> [Written instruction]
Each line should be copied exactly.

--- The data ---

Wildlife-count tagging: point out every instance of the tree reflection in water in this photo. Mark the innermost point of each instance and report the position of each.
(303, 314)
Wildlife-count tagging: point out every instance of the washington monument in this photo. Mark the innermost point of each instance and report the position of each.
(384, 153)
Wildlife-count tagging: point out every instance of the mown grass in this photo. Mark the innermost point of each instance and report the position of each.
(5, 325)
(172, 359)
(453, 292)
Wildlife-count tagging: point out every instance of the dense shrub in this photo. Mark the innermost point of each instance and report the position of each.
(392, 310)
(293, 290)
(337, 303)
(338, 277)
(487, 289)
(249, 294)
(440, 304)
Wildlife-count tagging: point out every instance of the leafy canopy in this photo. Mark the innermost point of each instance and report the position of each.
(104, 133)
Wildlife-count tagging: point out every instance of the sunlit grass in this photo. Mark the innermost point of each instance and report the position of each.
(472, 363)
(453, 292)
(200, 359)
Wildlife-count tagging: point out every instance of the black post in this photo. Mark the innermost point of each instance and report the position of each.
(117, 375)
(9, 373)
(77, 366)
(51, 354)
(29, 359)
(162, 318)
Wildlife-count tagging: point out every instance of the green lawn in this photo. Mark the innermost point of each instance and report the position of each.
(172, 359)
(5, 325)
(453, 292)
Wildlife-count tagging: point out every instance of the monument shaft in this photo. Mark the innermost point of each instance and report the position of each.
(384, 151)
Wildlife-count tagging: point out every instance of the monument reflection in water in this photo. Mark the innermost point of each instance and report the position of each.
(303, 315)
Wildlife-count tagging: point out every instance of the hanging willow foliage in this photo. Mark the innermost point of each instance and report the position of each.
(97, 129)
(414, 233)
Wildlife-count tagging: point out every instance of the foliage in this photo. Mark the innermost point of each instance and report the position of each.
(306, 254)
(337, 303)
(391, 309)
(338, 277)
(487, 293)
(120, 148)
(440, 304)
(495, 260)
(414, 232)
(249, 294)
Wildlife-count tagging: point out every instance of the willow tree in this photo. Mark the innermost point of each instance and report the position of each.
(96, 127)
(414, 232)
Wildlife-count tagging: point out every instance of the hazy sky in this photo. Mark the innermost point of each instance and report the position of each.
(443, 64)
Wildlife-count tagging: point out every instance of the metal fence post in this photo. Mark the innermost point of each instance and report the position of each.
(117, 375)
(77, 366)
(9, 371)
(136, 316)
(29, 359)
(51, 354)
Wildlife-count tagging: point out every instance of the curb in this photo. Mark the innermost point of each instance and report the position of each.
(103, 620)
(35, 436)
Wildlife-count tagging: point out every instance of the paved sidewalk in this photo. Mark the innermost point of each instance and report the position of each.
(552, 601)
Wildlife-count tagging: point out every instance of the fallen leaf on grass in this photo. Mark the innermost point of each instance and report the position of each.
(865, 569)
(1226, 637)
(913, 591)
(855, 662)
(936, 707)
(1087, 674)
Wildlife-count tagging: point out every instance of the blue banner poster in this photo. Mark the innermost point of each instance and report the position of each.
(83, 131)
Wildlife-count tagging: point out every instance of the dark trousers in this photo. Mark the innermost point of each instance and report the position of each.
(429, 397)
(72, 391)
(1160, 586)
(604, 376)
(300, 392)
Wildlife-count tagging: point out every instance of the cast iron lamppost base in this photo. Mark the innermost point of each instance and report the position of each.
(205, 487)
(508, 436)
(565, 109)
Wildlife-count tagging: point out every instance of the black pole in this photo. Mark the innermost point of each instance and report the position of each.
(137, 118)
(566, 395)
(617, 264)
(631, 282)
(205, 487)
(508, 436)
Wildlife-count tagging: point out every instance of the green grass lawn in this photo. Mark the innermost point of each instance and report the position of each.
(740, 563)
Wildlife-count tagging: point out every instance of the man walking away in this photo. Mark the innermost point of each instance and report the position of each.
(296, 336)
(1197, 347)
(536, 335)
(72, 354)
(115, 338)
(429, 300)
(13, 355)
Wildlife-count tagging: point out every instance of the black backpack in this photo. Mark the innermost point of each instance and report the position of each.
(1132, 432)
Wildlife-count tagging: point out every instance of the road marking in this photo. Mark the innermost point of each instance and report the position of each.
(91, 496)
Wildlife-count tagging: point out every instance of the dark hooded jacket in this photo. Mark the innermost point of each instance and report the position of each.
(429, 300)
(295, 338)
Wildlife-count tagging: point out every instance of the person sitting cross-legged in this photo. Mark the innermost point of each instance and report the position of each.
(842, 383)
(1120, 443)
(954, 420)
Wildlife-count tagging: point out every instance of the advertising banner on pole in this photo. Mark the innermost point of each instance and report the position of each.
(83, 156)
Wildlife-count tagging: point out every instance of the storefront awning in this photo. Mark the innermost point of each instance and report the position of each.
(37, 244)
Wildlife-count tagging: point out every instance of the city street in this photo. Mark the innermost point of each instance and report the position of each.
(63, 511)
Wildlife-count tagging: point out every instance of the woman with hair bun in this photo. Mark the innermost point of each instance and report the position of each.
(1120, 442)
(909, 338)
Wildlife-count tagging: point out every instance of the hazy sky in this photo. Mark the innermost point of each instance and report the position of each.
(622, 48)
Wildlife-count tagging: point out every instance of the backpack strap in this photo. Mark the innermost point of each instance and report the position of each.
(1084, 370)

---

> [Response below]
Wildlife-count tagging: point out every instance of the tree reflection in water in this photo. Mark the innermost point of each instance and report the position of each.
(303, 314)
Wildlife-count tagging: point out every instance of the washington monument in this photo. Mark the innermost point of each instance and report the position of each.
(384, 153)
Wildlife-count tagging: point out every instance of the mown grass in this photo. Mark the innermost point of each instance and report the position of each.
(5, 325)
(172, 359)
(453, 292)
Wildlife-count tagging: point out every instance of the dense shrub in this photo. Mark the innermost point of each instance and report the position of each.
(392, 310)
(293, 290)
(337, 303)
(338, 277)
(487, 289)
(249, 294)
(440, 304)
Wildlife-count tagging: point out every instance of the leafy canopy in this photo. Mark the innermost point of each instance and report the position of each.
(104, 133)
Wildlife-count tagging: point out every instance of the sunlit grass in this photo. Mark the innermost point of each instance and report the position of each.
(472, 363)
(453, 292)
(200, 359)
Wildlife-count tagging: point out every instance of the black post in this photo. Mark the innermost point of each instance and report the position of each.
(117, 375)
(9, 373)
(77, 366)
(51, 354)
(29, 359)
(162, 318)
Wildlife-count tagging: point out every instance of the green lawn in this photo. Mark the innermost point of each instance and report the position of each.
(172, 359)
(5, 325)
(453, 292)
Wildlife-count tagging: point out every instance of the monument shaft in this photo. Mark the innermost point of each instance and report the position of each.
(384, 151)
Wildlife-count tagging: point out every instance of the monument reflection in water in this photo. Mark the innermost point of each instance and report the position of each.
(303, 315)
Wildlife-count tagging: point out every instance of the hanging willow foliage in this photo. Mark the innermost point of each instance and report the position of each.
(97, 129)
(414, 233)
Wildlife-count tagging: point out every instance of the foliage in this photo. Mark the innermost point of each instance and report the position of each.
(306, 254)
(337, 303)
(391, 309)
(338, 277)
(487, 293)
(120, 148)
(440, 304)
(495, 260)
(414, 232)
(249, 294)
Wildlife-count tagging: point out every instance of the willow tree in this photo. Mark the innermost point of each instance and report the position of each.
(96, 127)
(414, 232)
Wildlife-count tagging: point out every instance of the hazy sky in this photo. Mark the innermost point of each instance and report the position of each.
(443, 64)
Wildlife-count tagging: point out every instance of the metal fence post in this photo. Mark the innermost point of each instance and report the position of each.
(117, 375)
(77, 366)
(9, 371)
(136, 316)
(29, 359)
(51, 354)
Wildlife-count tagging: point out every instance of the curb in this photo. Mark the innermost point of each instance and report the position of each.
(103, 620)
(35, 436)
Wildlife-count tagging: point out every instance of the paved sidewalk in this photo. Mark the innermost point of each instance and report the position of each.
(552, 601)
Wildlife-count tagging: point out every instance of the fallen leaf on grass in this photo. Mark the innermost point of each instance and report the position of each.
(865, 569)
(1226, 637)
(913, 591)
(855, 662)
(936, 707)
(1087, 674)
Wildlife-count tagging: point out every instance of the blue banner poster in this photo. Mark the innermost point of each instance and report the position of each.
(83, 131)
Wildlife-count tagging: point out every instance of the dark trousers in this photo. Mark the innermost point of each instance and report the position of each.
(429, 397)
(72, 391)
(1160, 586)
(604, 376)
(300, 392)
Wildlife-count tagging: point out every instance of the cast iron lamppost base in this photo. Mark the innermost point of each instance and report the position of each.
(205, 487)
(508, 436)
(565, 109)
Wildlife-count tagging: point out every instance of the black pole in this photo. Mark the innermost point of each instance and report the position of each.
(137, 118)
(566, 395)
(617, 264)
(631, 282)
(205, 487)
(508, 436)
Wildlife-count tagging: point out every instance of the green grass lawn in this photo. Mark the innermost point of each instance and report the position of each.
(740, 563)
Wildlife-count tagging: point out every instance of the man walking away in this photo. Mark the innermost point of each instance and report the position of each.
(296, 336)
(1197, 347)
(536, 335)
(72, 354)
(115, 338)
(429, 300)
(13, 355)
Wildlife-count tagging: point out every instance of the black backpack in this photo. Mark the innermost point of each instance and report the position of each.
(1132, 432)
Wildlife-count tagging: point out every instance of the road marking in this photo. Mark the innermost point of each instance and report the position of each.
(91, 496)
Wildlife-count tagging: point out every instance of the dark hooded jacket in this photo. Mark the innermost point of each instance and report the position of each.
(429, 300)
(295, 338)
Wildlife-count tagging: point out every instance of the person sitting cross-legged in this photo. Mark the innermost point of each instance and report the position of each.
(842, 383)
(1120, 443)
(954, 420)
Wildlife-count tagging: point out every instance of the advertising banner on pole in this photo. Mark the innermost point of each instance and report the position of each.
(83, 156)
Wildlife-count tagging: point out every instance of the storefront awning in this photo. Mark the innermost point of each instance and report the position of each.
(37, 244)
Wildlife-count tagging: point out every instance of the city street in this photo. Mark the innermost point of each instance and report the position of each.
(63, 511)
Wildlife-count tagging: point out every instance of the woman with hair bun in this photo. Mark the innermost point of each instance and report the position of each.
(1120, 442)
(909, 338)
Wildlife-count tagging: point out every instance of the hazy sky in this photo. Mark the innermost point of each instance and report the position of each.
(622, 48)
Wildlife-count tagging: point out every instance of the backpack strap in this photo. Mark the innermost point of each instance and report the position of each.
(1084, 370)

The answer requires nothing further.